#### Extract:
--
Attached is a diff containing the original (working) patch from my
(incomplete) patch, plus regression test changes and documentation changes.
While it's easy to regression-test the persistence of the fetch_size
options, I am confounded as to how we would show that the fetch_size
setting was respected. I've seen it with my own eyes viewing the query log
on redshift, but I see no way to automate that. Suggestions welcome.
On Fri, Feb 6, 2015 at 3:11 AM, Kyotaro HORIGUCHI <
[email protected]> wrote:
> Hello,
>
> > Redshift has a table, stv_inflight, which serves about the same purpose
> as
> > pg_stat_activity. Redshift seems to perform better with very high fetch
> > sizes (10,000 is a good start), so the default foreign data wrapper
> didn't
> > perform so well.
>
> I agree with you.
>
> > I was able to confirm that the first query showed "FETCH 150 FROM c1" as
> > the query, which is normal highly unhelpful, but in this case it confirms
> > that tables created in redshift_server do by default use the fetch_size
> > option given during server creation.
> >
> > I was also able to confirm that the second query showed "FETCH 151 FROM
> c1"
> > as the query, which shows that per-table overrides also work.
> >
> > I'd be happy to stop here, but Kyotaro might feel differently.
>
> This is enough in its own way, of course.
>
> > With this
> > limited patch, one could estimate the number of rows that would fit into
> > the desired memory block based on the row width and set fetch_size
> > accordingly.
>
> The users including me will be happy with it when the users know
> how to determin the fetch size. Especially the remote tables are
> very few or the configuration will be enough stable.
>
> On widely distributed systems, it would be far difficult to tune
> fetch size manually for every foreign tables, so finally it would
> be left at the default and safe size, it's 100 or so.
>
> This is the similar discussion about max_wal_size on another
> thread. Calculating fetch size is far tougher for users than
> setting expected memory usage, I think.
>
> > But we could go further, and have a fetch_max_memory option only at the
> > table level, and the fdw could do that same memory / estimated_row_size
> > calculation and derive fetch_size that way *at table creation time*, not
> > query time.
>
> We cannot know the real length of the text type data in advance,
> other than that, even defined as char(n), the n is the
> theoretically(or in-design) maximum size for the field but in the
> most cases the mean length of the real data would be far small
> than that. For that reason, calculating the ratio at the table
> creation time seems to be difficult.
--
#### Entries shown:
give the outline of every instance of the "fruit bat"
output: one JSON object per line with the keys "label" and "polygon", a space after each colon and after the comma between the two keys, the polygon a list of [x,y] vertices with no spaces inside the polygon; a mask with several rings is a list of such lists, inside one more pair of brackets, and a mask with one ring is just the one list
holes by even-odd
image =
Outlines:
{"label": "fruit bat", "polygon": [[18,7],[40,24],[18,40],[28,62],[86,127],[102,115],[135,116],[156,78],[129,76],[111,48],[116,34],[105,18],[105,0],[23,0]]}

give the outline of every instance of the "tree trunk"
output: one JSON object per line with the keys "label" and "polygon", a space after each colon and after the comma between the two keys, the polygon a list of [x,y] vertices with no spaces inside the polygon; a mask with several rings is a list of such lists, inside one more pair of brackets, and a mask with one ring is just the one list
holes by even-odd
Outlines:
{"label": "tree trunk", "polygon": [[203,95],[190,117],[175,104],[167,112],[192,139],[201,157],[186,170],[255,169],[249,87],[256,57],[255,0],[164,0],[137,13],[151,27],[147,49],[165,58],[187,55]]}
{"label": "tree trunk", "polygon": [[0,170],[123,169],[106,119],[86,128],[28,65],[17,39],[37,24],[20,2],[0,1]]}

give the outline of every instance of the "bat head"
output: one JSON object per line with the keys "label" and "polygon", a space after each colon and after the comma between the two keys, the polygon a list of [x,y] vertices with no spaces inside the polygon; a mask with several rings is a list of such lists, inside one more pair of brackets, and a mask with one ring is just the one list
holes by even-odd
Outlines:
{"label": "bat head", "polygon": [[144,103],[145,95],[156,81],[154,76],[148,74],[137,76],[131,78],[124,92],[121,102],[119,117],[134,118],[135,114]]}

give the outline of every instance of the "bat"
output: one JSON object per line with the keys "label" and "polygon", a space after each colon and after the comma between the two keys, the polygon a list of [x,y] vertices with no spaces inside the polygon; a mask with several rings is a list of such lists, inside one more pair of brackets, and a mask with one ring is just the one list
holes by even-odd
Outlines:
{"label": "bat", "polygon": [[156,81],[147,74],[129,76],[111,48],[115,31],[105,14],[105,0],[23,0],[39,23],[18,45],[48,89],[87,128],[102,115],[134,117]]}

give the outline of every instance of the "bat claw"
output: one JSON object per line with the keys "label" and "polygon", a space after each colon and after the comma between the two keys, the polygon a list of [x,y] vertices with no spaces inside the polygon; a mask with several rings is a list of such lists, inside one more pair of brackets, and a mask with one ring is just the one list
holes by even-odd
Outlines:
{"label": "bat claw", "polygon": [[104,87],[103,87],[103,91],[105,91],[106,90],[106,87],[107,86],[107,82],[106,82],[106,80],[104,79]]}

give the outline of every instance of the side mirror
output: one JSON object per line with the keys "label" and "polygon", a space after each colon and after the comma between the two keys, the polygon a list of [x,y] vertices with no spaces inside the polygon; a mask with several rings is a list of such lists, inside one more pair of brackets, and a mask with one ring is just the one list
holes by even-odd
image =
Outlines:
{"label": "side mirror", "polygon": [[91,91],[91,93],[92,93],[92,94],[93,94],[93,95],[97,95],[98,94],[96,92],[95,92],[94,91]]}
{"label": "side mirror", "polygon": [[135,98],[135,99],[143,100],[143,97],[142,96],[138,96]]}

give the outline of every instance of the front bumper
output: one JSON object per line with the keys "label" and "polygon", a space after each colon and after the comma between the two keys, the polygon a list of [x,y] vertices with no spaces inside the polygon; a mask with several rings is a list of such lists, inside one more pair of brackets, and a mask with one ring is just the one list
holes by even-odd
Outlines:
--
Summarize the mailing-list message about the fetch_size patch above in three sentences.

#### The result:
The writer attaches a diff combining the original working patch with regression test and documentation changes, and asks for suggestions on how to automatically test that the fetch_size setting is respected, something seen so far only in the Redshift query log. The quoted earlier message reports that Redshift performs better with very high fetch sizes, that its query log confirmed both a server-level fetch_size default and a per-table override, and that a fetch_max_memory option could derive fetch_size at table creation time. Kyotaro Horiguchi replies that the limited patch is enough in its own way, but that tuning fetch size manually is far more difficult on widely distributed systems and that calculating it at table creation time seems difficult because the real length of text data cannot be known in advance.